* [Consignes]:
**a.** Relevez, dans l'ordre où ils apparaissent, tous les adverbes en « -ment » de l'extrait sur les brochures d'Ida Wilbur.
**b.** Reprenez le passage sur l'impôt et les valeurs de monopole là où il s'arrête, et poursuivez-le après sa dernière phrase.

* [Extrait]:

Les brochures qu’elle envoie à Bradley font entrevoir l’attaque prochaine des banques nationales et des impôts indirects. Elles sont dédiées à ces millions de travailleurs qui produisent la richesse, mais qui, n’ayant jamais exercé de contrôle sur la législation, sont appauvris par des lois faites au profit des détenteurs de terres et des marchands d’argent. Ceux-ci s’emparent du surplus de la fortune nationale et se l’approprient en vertu du même droit qui livrait l’esclave aux mains de son maître, droit légal, mais inique néanmoins. Ida Wilbur proposerait sans nul doute le même remède que préconise Hamlin Garland : faire peser les impôts exclusivement sur les accapareurs de privilèges quelconques, ériger en principe général que toutes les valeurs publiques appartiendront à l’Etat, tandis que l’individu aura la libre possession de ce qu’il gagne. On voit que ce n’est pas précisément le communisme pur et simple ; il ne s’agit que d’égaliser les conditions sociales en taxant toujours plus lourdement les valeurs de monopole et en dégrevant d’autre part le produit de l’industrie individuelle.

* [Données]:
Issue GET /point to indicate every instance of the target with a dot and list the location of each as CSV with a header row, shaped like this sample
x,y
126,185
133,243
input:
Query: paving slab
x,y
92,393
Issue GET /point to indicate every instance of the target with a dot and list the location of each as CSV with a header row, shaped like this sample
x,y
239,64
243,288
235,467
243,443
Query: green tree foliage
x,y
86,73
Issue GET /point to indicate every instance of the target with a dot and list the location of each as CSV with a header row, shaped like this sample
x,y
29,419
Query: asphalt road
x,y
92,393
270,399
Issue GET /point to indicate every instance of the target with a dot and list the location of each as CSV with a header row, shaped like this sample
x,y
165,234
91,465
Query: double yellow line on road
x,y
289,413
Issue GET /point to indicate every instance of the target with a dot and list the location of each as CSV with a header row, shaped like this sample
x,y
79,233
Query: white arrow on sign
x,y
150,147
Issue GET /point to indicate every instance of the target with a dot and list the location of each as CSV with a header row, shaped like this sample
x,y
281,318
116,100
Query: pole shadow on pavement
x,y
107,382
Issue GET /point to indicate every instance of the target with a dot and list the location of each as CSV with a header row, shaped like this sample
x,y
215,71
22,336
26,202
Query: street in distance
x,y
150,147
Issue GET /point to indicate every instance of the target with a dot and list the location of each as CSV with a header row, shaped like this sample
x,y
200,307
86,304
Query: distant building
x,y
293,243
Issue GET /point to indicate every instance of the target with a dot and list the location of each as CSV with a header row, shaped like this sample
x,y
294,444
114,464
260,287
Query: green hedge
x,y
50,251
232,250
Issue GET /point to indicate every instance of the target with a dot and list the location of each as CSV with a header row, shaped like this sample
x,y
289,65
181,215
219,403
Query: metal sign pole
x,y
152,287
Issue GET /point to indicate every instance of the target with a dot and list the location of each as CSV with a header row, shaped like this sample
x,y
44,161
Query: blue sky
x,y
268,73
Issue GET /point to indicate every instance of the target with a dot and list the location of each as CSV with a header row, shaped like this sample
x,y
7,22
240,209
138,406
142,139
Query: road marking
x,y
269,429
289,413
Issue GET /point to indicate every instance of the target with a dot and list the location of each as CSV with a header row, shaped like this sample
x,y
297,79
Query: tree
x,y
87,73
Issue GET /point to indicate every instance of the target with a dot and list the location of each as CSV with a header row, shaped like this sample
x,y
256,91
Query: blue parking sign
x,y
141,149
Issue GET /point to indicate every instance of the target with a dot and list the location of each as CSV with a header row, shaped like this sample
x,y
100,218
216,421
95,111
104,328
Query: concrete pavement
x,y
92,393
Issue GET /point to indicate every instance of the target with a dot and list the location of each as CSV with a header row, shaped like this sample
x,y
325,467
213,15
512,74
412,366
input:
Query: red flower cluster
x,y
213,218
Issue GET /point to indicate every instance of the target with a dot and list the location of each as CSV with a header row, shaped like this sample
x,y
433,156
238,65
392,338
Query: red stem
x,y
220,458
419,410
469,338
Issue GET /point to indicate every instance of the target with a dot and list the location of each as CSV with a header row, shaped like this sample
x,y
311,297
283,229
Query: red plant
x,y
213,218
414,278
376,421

* [Réponses]:
**a.** exclusivement, précisément, lourdement

**b.**
M. Garland m’assure que ce principe rallie en Amérique beaucoup d’adhérens et il compte que le parti radical, de plus en plus nombreux dans l’Ouest, le fera triompher à la longue. L’Ouest, dit-il, avait toujours été, dans le passé, républicain[6] ; les États qui le composent étaient entrés dans l’Union sous ce drapeau, ils croyaient fermement que le salut de la nation dépendait de leur fidélité aux traditions léguées par la grande guerre et au principe de protection des industries américaines. Mais les noms de démocrates et de républicains n’ont plus le sens qu’ils avaient, il y a vingt-cinq ans ; les gens de cette génération sont morts, emportant leurs préjugés dans la tombe ; le simple changement d’un leader peut changer aussi les relations des deux partis entre eux ; ils représentent la politique du passé ; le parti qui se lève pour répondre vraiment à celle de l’avenir est le parti radical… La question du travail dans les villes, la question agricole dans les campagnes seront les deux problèmes futurs. Il n’y a pas d’antagonisme, ainsi qu’on voudrait le faire croire, entre les villes et les campagnes ; la guerre est entre le peuple et les privilèges partout où ceux-ci existent. Il n’est pas vrai que la cause du citadin et celle de l’agriculteur soient opposées ; la cause du peuple est la même en quelque lieu que ce soit. Voyez l’Angleterre et l’Irlande : toute la difficulté gît entre le paysan irlandais et le propriétaire anglais. En Amérique, la bataille commencera contre les corporations de chemins de fer qui font plus de mal encore que le tarif, car elles capturent un Etat, achètent les députés, rien ne leur résiste. Lisez plutôt sur ce sujet spécial la très émouvante satire des mœurs politiques à Washington : A member of the Third house[7].

Toutes les idées exterminatrices du monopole, qu’avec plus ou moins de raison professe Garland, son héros Bradley Talcott les partage. En les soutenant, il fournit une belle et rapide carrière politique ; brillant orateur, libre-échangiste convaincu, incapable de vendre son influence, quelque prix qu’on y mette, il a toutes les sympathies des fermiers. A une énorme majorité, il est élu député de Rock County. Les honnêtes gens lui savent gré de s’élever au-dessus des misérables factions locales jusqu’à la discussion des principes les plus élevés de justice et de liberté.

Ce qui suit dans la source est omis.